::: ТЕКСТ ДЛЯ ЧТЕНИЯ :::

У России склонность к нестандартной деятельности 

— Какие сегменты экономики в первоочередном порядке нуждаются в усилении креативной составляющей?

— Если отвечать с точки зрения правильной методологии, я бы охарактеризовал эту первоочередность через каждый из трех методов: через отрасли, креативные профессии и интеллектуальную собственность. Что касается отраслей, тут мы можем увидеть просто неожиданные вещи. Понятно, сегодня есть в них исходно успешные: то же программирование. Но я бы отметил в этом ряду — обратите внимание — анимацию. У нас в России одним из показательных примеров успеха в креативных индустриях (еще когда и сформированного термина такого не существовало) были знакомые всем нам с детства мультики. А сегодня «Маша и медведь», «Фиксики», «Смешарики» — то, что, явившись в открытый доступ в виде исключительно творческого контента, превратилось в систему прав грамотно защищенной интеллектуальной собственности. В итоге это продемонстрировало весьма приличный экономический оборот на мировом рынке — продажей сопутствующих товаров, торговых марок, значков и т.д. 

В настоящее время и в банковской сфере происходит аналогичный поиск креативных форм. Как, например, в «Сбере», который очень заинтересованно разрабатывает эту проблематику, но который, по моим наблюдениям, все больше не хочет быть банком… Поскольку очень активно пытается прокладывать тропинки в совершенно другую сторону; чем закончатся уже эти новации, пока сложно дать оценку.

:::

> [ЗАДАНИЕ 1]
Переведите на английский предложение из текста о креативных индустриях: «В настоящее время и в банковской сфере происходит аналогичный поиск креативных форм.»

::: ХРАНИМЫЕ ДАННЫЕ :::

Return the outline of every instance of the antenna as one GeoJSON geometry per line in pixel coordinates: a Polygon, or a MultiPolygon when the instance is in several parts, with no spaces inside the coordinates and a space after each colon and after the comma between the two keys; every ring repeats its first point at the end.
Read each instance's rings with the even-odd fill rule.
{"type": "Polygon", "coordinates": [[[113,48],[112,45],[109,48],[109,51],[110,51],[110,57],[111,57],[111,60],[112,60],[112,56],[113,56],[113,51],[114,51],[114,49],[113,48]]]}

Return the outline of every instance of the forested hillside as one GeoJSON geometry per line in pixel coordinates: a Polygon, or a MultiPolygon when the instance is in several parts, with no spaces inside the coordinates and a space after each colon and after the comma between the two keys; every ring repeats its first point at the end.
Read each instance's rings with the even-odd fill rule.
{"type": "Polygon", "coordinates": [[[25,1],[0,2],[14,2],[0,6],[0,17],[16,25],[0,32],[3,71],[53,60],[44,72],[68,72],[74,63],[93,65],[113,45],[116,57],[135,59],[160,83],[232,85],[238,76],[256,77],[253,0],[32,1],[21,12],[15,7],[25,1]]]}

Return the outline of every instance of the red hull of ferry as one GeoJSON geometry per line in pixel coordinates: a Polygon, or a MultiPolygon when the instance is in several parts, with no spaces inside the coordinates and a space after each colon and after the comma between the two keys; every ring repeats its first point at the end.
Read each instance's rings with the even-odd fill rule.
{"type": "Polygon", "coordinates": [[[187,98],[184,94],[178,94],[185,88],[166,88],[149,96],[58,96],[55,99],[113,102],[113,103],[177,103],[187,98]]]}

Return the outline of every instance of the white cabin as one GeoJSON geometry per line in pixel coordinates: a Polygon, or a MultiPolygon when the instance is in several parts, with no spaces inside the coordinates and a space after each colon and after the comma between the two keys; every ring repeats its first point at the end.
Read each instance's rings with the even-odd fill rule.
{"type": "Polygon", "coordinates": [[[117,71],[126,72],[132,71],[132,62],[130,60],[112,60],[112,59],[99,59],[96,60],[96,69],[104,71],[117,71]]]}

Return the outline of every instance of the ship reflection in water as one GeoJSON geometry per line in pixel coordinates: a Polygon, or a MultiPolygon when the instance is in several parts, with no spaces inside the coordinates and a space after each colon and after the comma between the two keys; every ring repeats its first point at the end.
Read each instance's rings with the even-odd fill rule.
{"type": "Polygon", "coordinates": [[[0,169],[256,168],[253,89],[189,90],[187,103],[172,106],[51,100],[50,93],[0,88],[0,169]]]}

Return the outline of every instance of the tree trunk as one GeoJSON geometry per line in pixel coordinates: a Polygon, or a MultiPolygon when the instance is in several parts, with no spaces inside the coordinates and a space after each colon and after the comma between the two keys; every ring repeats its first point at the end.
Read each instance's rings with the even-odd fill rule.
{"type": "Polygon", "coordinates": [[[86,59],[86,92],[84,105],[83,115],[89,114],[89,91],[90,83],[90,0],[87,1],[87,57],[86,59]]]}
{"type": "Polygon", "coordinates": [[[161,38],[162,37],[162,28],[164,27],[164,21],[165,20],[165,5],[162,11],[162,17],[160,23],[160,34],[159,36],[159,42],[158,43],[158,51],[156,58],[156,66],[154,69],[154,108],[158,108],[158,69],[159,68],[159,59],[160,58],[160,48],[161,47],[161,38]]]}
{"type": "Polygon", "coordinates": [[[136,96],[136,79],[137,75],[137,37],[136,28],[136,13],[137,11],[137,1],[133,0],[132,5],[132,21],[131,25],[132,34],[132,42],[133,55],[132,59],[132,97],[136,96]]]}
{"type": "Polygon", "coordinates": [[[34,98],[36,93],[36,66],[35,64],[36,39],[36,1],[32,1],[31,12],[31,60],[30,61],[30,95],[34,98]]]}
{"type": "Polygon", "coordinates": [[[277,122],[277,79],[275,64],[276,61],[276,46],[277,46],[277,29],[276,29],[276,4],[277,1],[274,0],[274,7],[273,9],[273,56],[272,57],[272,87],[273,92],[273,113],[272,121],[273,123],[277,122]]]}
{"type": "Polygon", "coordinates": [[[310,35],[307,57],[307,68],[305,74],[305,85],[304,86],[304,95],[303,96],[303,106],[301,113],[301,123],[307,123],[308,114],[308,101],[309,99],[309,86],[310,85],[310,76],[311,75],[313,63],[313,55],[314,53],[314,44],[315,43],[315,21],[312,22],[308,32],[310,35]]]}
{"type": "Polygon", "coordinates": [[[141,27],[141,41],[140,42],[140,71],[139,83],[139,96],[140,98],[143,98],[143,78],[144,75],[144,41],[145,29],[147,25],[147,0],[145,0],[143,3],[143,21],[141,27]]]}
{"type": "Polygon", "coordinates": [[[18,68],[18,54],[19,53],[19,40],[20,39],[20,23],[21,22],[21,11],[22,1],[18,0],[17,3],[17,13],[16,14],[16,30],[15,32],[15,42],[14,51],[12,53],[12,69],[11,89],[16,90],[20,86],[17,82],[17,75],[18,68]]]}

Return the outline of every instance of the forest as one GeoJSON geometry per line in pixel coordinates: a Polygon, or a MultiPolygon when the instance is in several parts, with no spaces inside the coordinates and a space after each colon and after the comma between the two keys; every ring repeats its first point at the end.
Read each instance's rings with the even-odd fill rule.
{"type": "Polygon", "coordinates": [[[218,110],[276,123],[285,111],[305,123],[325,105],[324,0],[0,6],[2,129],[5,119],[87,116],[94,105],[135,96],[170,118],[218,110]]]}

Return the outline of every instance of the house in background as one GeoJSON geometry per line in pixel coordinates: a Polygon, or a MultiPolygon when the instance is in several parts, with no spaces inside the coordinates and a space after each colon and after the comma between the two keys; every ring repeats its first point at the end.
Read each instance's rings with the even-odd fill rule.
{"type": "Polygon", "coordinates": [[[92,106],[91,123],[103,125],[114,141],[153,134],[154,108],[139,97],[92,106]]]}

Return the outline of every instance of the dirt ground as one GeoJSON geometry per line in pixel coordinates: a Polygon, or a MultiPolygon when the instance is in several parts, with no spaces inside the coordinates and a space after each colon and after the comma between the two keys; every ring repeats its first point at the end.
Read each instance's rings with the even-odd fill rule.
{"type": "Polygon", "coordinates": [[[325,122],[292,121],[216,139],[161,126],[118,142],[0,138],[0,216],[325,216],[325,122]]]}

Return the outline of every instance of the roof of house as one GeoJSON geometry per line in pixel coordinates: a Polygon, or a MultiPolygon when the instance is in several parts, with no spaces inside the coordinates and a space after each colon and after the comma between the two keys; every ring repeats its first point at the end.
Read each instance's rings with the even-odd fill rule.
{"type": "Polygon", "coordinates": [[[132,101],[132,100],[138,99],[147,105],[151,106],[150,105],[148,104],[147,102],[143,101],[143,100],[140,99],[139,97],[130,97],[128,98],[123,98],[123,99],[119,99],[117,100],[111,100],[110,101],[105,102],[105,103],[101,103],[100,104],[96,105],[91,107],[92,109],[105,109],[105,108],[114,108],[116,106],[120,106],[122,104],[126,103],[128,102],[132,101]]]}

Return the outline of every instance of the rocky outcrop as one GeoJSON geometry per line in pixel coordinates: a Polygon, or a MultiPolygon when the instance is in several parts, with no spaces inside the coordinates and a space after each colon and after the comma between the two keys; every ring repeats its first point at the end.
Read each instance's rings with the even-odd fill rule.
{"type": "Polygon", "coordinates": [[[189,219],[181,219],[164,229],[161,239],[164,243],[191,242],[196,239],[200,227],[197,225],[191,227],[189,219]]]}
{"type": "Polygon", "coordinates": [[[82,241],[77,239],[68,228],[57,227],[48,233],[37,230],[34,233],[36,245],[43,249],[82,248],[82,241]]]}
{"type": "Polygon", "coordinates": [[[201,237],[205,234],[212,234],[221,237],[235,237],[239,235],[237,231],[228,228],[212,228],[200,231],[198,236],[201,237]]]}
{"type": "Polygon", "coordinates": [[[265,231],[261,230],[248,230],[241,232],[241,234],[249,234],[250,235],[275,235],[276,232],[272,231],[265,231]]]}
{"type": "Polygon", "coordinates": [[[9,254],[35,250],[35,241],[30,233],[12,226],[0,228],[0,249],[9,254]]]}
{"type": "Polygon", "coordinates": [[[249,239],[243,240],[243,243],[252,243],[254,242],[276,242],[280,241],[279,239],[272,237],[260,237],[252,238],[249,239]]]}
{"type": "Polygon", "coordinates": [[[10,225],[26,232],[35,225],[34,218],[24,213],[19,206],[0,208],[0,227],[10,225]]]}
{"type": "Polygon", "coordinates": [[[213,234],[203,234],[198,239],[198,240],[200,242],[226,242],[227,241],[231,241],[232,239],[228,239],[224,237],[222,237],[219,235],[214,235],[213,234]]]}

:::

> [ЗАДАНИЕ 2]
Выпишите из записей все строки, где встречается слово «outcrop».

> [ВЕРНЫЙ ОТВЕТ 1]
At present, a similar search for creative forms is also under way in the banking sector.

> [ВЕРНЫЙ ОТВЕТ 2]
Return the outline of every instance of the rocky outcrop as one GeoJSON geometry per line in pixel coordinates: a Polygon, or a MultiPolygon when the instance is in several parts, with no spaces inside the coordinates and a space after each colon and after the comma between the two keys; every ring repeats its first point at the end.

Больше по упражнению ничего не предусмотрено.